Passage to read

In just nine years, American designer Tory Burch, 47, has turned her fashion and accessories label from a small design studio in her New York City apartment to a worldwide success with 100 stores around the globe.

The secret may well be in her logo, which features prominently on her clothes, shoes, bags and accessories.

Made up of two Ts within a circle, it was given the stamp of approval by a fengshui master.

"He loves it and he says it's really positive. The roundness, I hear, is good karma," says Ms Burch, who was in town last week to visit her boutique at Wisma Atria for the first time.

The designer consults a fengshui master on many things, including the location of her boutiques.

In an interview with Urban at the Raffles Hotel, Ms Burch was friendly but sounded exhausted, which was understandable as she had flown in late the night before from Hong Kong.

She had launched a pop-up shop in Lane Crawford and met reporters to preview her debut fragrance, which launched in the United States in September. Here in Singapore, she was at her Wisma Atria store early in the morning to meet staff, before Urban's interview with her at 11am.

Even so, Ms Burch's skin was glowing and she looked perfectly poised in a blue-and-white printed shirt with a matching sweater, navy blue pants and nude slingback heels, all from her label.

"We had a five-year plan of three stores when we started; it is a very different company now from the one I had imagined then," says Ms Burch.

She stresses that her success was based not just on pure luck, but also on identifying a niche in the market.

When the company started out in 2004, there were very few brands offering well-tailored luxury casual wear that she felt was also reasonably priced. T-shirts start from $165 to $450, blouses range from $335 to $600, and dresses can cost $560 to $2,525. The price can go up to $3,425 for a long coat made from cotton with sequins and beads.

Asian expansion

The brand has done especially well in Asia, since it started opening stores globally in 2009. She now has 100 stores around the world, 40 of which are in Asia in cities such as Tokyo, Bangkok, Beijing and Seoul.

Her first store in Singapore in Wisma Atria opened last May and her second opened last month in the departure transit lounge of Changi Airport Terminal 1. There are no plans to open another store here but she plans to open outlets in Malaysia and Indonesia in the future.

"We also want to be careful; we don't just want to be everywhere. It's about looking long-term. Our brand is still quite young and we feel we have a lot of runway ahead of us," says Ms Burch.

Task directions
Render into Spanish the following sentence from the profile of designer Tory Burch: "The designer consults a fengshui master on many things, including the location of her boutiques."

Record excerpts

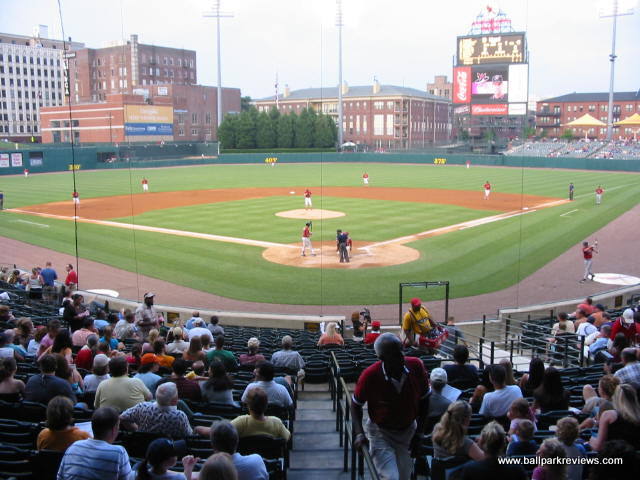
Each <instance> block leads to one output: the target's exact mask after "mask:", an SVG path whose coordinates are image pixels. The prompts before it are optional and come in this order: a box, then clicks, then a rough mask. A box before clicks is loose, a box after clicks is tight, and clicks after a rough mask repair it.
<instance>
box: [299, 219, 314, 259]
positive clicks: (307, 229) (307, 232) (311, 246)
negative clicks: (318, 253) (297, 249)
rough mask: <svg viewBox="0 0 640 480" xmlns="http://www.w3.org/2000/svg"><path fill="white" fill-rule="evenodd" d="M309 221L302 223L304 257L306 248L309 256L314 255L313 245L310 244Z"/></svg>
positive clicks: (313, 255) (309, 231)
mask: <svg viewBox="0 0 640 480" xmlns="http://www.w3.org/2000/svg"><path fill="white" fill-rule="evenodd" d="M311 235H313V232H311V222H307V223H305V224H304V228H303V229H302V256H303V257H306V255H305V252H306V250H307V248H308V249H309V251H310V252H311V256H313V257H315V253H313V247H312V246H311Z"/></svg>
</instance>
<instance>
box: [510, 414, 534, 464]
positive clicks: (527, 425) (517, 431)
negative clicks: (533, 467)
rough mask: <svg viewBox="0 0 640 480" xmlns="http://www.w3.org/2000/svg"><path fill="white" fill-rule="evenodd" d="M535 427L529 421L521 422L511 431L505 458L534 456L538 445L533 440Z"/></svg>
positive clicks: (516, 425)
mask: <svg viewBox="0 0 640 480" xmlns="http://www.w3.org/2000/svg"><path fill="white" fill-rule="evenodd" d="M534 428H535V425H534V424H533V422H532V421H531V420H522V421H521V422H519V423H518V424H517V425H516V427H515V428H514V429H513V434H512V435H511V441H510V442H509V446H508V447H507V456H508V457H512V456H513V455H534V454H535V453H536V452H537V451H538V444H537V443H536V442H535V440H534V439H533V432H534Z"/></svg>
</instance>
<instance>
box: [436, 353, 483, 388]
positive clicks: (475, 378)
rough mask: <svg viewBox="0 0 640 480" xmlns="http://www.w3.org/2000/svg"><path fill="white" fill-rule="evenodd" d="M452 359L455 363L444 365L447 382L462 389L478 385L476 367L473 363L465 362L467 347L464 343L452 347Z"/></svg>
mask: <svg viewBox="0 0 640 480" xmlns="http://www.w3.org/2000/svg"><path fill="white" fill-rule="evenodd" d="M453 360H454V361H455V363H452V364H449V365H445V366H444V369H445V370H446V372H447V378H448V379H449V383H450V384H453V385H455V386H456V387H458V388H462V389H467V388H475V387H476V386H477V385H478V369H477V368H476V367H475V365H471V364H467V362H468V361H469V349H468V348H467V347H466V346H465V345H456V346H455V347H453Z"/></svg>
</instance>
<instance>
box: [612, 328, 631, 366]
mask: <svg viewBox="0 0 640 480" xmlns="http://www.w3.org/2000/svg"><path fill="white" fill-rule="evenodd" d="M628 346H629V340H628V339H627V337H625V336H624V333H622V332H620V333H618V334H617V335H616V336H615V337H614V339H613V344H612V345H611V347H609V353H610V354H611V356H613V363H620V362H622V351H623V350H624V349H625V348H627V347H628Z"/></svg>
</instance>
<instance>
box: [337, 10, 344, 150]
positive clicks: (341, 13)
mask: <svg viewBox="0 0 640 480" xmlns="http://www.w3.org/2000/svg"><path fill="white" fill-rule="evenodd" d="M343 25H344V24H343V23H342V0H336V27H338V148H339V149H342V143H343V140H344V139H343V131H342V26H343Z"/></svg>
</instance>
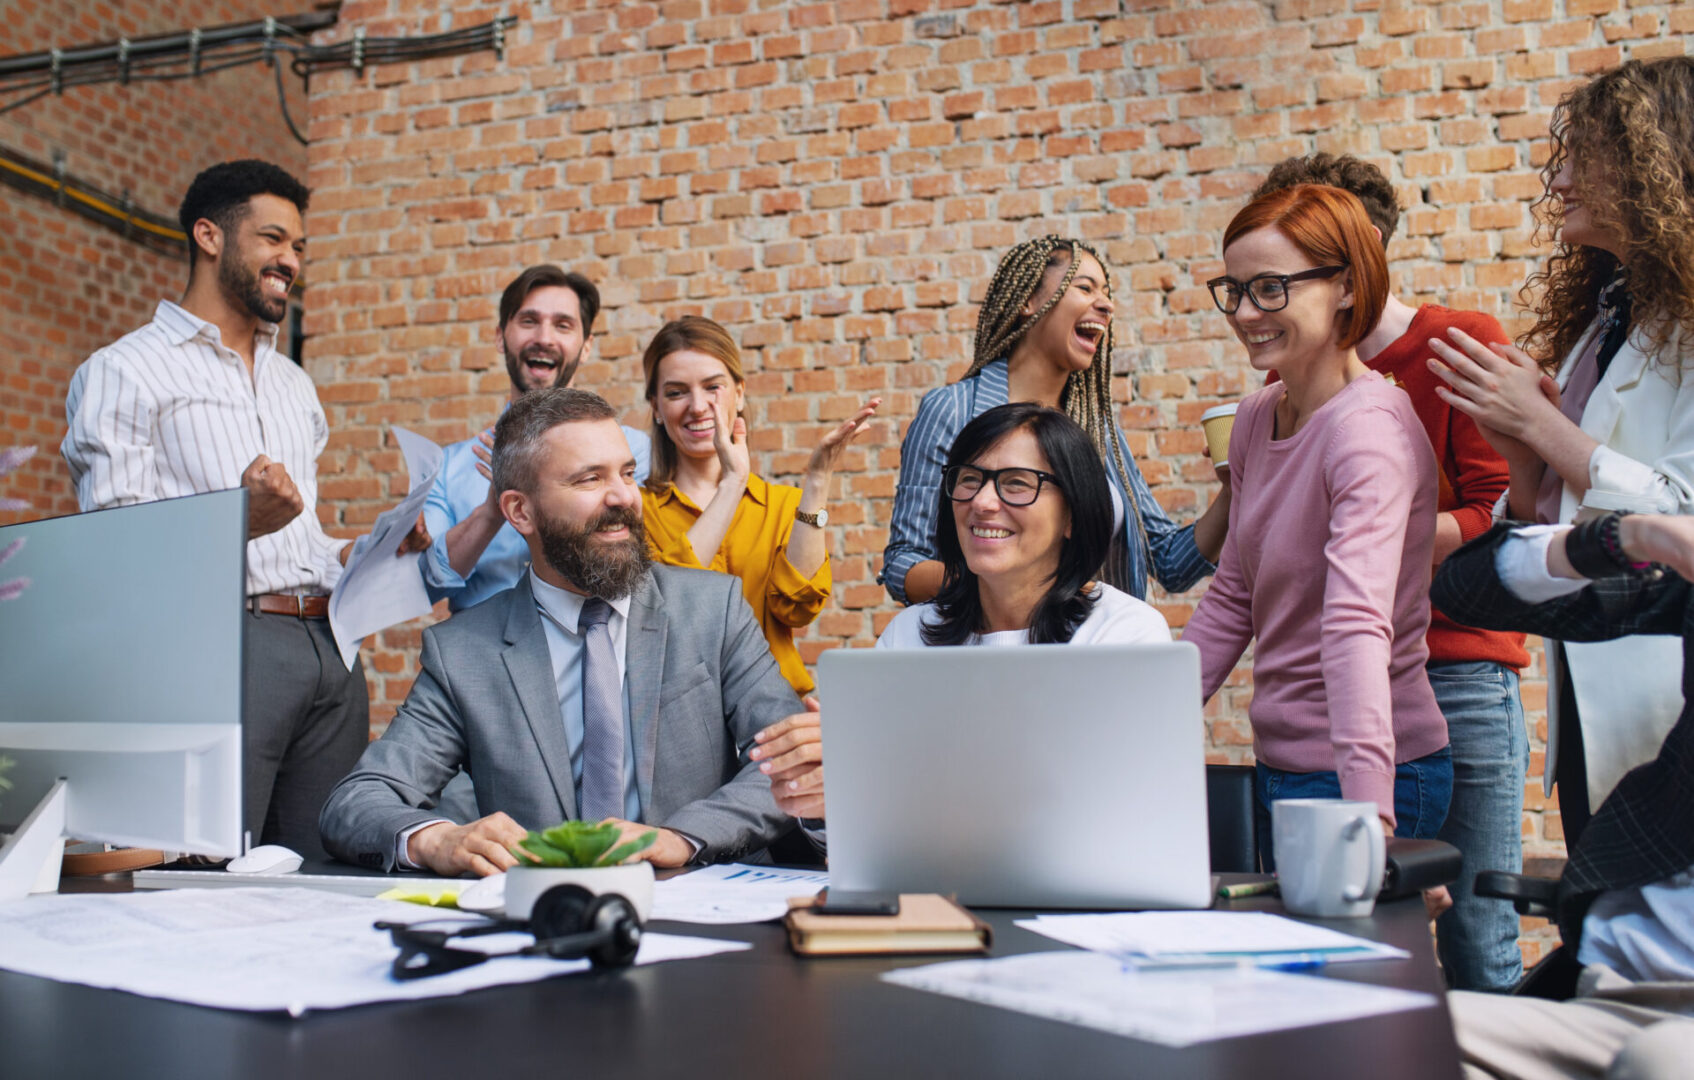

Response to the task
La diseñadora consulta a un maestro de feng shui sobre muchas cosas, incluida la ubicación de sus boutiques.